■ **Exercise brief**:
Wherever a picture appears, leave it out; set down everything else in the records exactly.

··· Extracted material

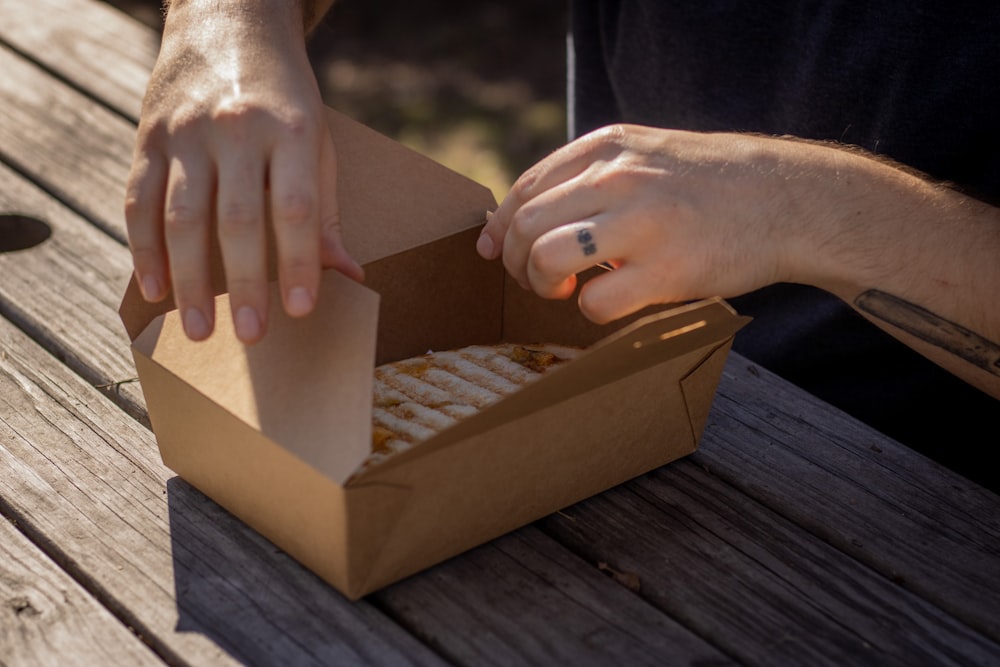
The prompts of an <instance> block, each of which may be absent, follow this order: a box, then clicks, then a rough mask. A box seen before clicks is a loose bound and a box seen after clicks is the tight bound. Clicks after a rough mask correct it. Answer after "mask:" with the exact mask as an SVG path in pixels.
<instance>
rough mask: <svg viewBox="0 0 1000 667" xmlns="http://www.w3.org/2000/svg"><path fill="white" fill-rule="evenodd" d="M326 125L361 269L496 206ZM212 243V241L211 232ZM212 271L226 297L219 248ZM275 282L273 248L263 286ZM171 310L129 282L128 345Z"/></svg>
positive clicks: (127, 317)
mask: <svg viewBox="0 0 1000 667" xmlns="http://www.w3.org/2000/svg"><path fill="white" fill-rule="evenodd" d="M327 121H328V125H329V127H330V133H331V135H332V136H333V141H334V145H335V146H336V151H337V202H338V206H339V211H340V219H341V221H342V233H343V237H344V243H345V245H346V247H347V249H348V251H349V252H350V253H351V255H352V256H353V257H354V259H355V260H357V261H358V262H359V263H360V264H361V265H362V266H364V265H367V264H369V263H372V262H375V261H376V260H380V259H383V258H385V257H388V256H390V255H396V254H399V253H402V252H404V251H406V250H411V249H413V248H416V247H418V246H421V245H424V244H425V243H428V242H429V241H433V240H435V239H440V238H444V237H446V236H450V235H452V234H455V233H457V232H460V231H462V230H465V229H468V228H469V227H471V226H474V225H476V224H485V223H486V211H488V210H492V209H494V208H496V199H495V198H494V197H493V194H492V193H491V192H490V190H489V188H487V187H485V186H483V185H481V184H479V183H476V182H475V181H473V180H471V179H469V178H467V177H465V176H462V175H461V174H459V173H457V172H455V171H452V170H451V169H449V168H447V167H445V166H444V165H442V164H440V163H438V162H435V161H434V160H432V159H430V158H428V157H426V156H424V155H421V154H420V153H417V152H416V151H414V150H411V149H409V148H407V147H405V146H403V145H402V144H400V143H398V142H396V141H394V140H392V139H390V138H389V137H386V136H384V135H382V134H379V133H378V132H376V131H375V130H372V129H371V128H368V127H365V126H364V125H362V124H360V123H358V122H357V121H354V120H351V119H350V118H348V117H347V116H345V115H343V114H341V113H338V112H336V111H334V110H332V109H327ZM211 238H212V240H213V243H215V240H216V239H215V235H214V234H212V235H211ZM473 243H474V241H473ZM211 270H212V293H213V294H215V295H216V296H218V295H220V294H223V293H225V292H226V281H225V274H224V272H223V265H222V255H221V253H220V251H219V248H218V247H217V244H215V247H213V248H212V253H211ZM277 278H278V273H277V266H276V264H275V261H274V243H273V242H272V243H269V244H268V280H269V281H275V280H277ZM173 308H174V304H173V296H172V295H168V296H167V298H165V299H163V300H162V301H160V302H158V303H147V302H146V301H145V300H144V299H143V298H142V295H141V294H140V292H139V289H138V285H137V284H136V282H135V277H134V276H133V278H132V280H131V282H130V283H129V286H128V288H127V290H126V292H125V296H124V298H123V299H122V303H121V307H120V308H119V311H118V312H119V315H120V316H121V318H122V322H123V323H124V325H125V329H126V331H127V332H128V334H129V338H130V340H133V341H134V340H135V339H136V337H137V336H138V335H139V334H140V333H141V332H142V330H143V329H145V328H146V326H147V325H148V324H149V323H150V322H152V321H153V319H154V318H155V317H157V316H159V315H162V314H163V313H166V312H167V311H169V310H173ZM219 312H228V311H219Z"/></svg>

······

■ **Output of the exercise**:
The prompts of an <instance> block, each of which may be absent, follow this order: a box, then clicks, then a rough mask. A box seen before clicks is a loose bound and a box seen after clicks is the tight bound. Clicks after a rough mask correct it. Answer after "mask:" with the exact mask as an SVG path in pixels.
<instance>
rough mask: <svg viewBox="0 0 1000 667" xmlns="http://www.w3.org/2000/svg"><path fill="white" fill-rule="evenodd" d="M326 125L361 269L496 206ZM212 243V241L211 232ZM212 271L226 297L219 248ZM275 282L273 248L263 286ZM171 310L129 282L128 345Z"/></svg>
positive clicks: (127, 317)
mask: <svg viewBox="0 0 1000 667" xmlns="http://www.w3.org/2000/svg"><path fill="white" fill-rule="evenodd" d="M327 121H328V125H329V127H330V133H331V135H332V136H333V141H334V145H335V146H336V151H337V202H338V206H339V211H340V219H341V221H342V233H343V237H344V243H345V245H346V247H347V249H348V251H349V252H350V253H351V255H352V256H353V257H354V259H355V260H357V261H358V262H359V263H360V264H361V265H362V266H364V265H367V264H369V263H372V262H375V261H376V260H380V259H383V258H385V257H388V256H390V255H396V254H399V253H402V252H404V251H406V250H411V249H413V248H416V247H418V246H421V245H424V244H425V243H428V242H429V241H433V240H435V239H440V238H444V237H446V236H450V235H452V234H455V233H457V232H460V231H462V230H465V229H468V228H469V227H471V226H474V225H476V224H485V223H486V211H488V210H492V209H494V208H496V199H495V198H494V197H493V194H492V193H491V192H490V190H489V188H487V187H485V186H483V185H481V184H479V183H476V182H475V181H473V180H471V179H469V178H467V177H465V176H462V175H461V174H459V173H457V172H455V171H452V170H451V169H449V168H447V167H445V166H444V165H442V164H440V163H438V162H435V161H434V160H432V159H430V158H428V157H426V156H424V155H421V154H420V153H417V152H416V151H414V150H411V149H409V148H407V147H405V146H403V145H402V144H400V143H398V142H396V141H394V140H392V139H390V138H389V137H386V136H384V135H382V134H379V133H378V132H376V131H375V130H372V129H371V128H368V127H365V126H364V125H362V124H360V123H358V122H357V121H354V120H351V119H350V118H348V117H347V116H345V115H343V114H341V113H338V112H336V111H334V110H332V109H327ZM211 238H212V240H213V243H215V240H216V239H215V235H214V234H212V235H211ZM473 243H474V241H473ZM211 270H212V293H213V294H215V295H216V296H218V295H220V294H223V293H225V292H226V281H225V274H224V272H223V265H222V255H221V253H220V251H219V248H218V247H217V244H215V247H213V248H212V253H211ZM277 278H278V273H277V266H276V264H275V261H274V243H273V242H272V243H269V244H268V280H269V281H275V280H277ZM173 308H174V304H173V296H172V295H168V296H167V298H165V299H163V300H162V301H160V302H158V303H147V302H146V301H145V300H144V299H143V298H142V295H141V294H140V292H139V289H138V285H137V284H136V282H135V277H134V276H133V278H132V280H131V282H130V283H129V286H128V288H127V290H126V292H125V296H124V298H123V299H122V303H121V307H120V308H119V311H118V312H119V315H120V316H121V318H122V322H123V323H124V325H125V329H126V331H127V332H128V334H129V338H130V340H133V341H134V340H135V339H136V337H137V336H138V335H139V334H140V333H141V332H142V330H143V329H145V328H146V326H147V325H148V324H149V323H150V322H152V321H153V319H154V318H155V317H157V316H159V315H162V314H163V313H166V312H167V311H169V310H173ZM219 312H228V311H219Z"/></svg>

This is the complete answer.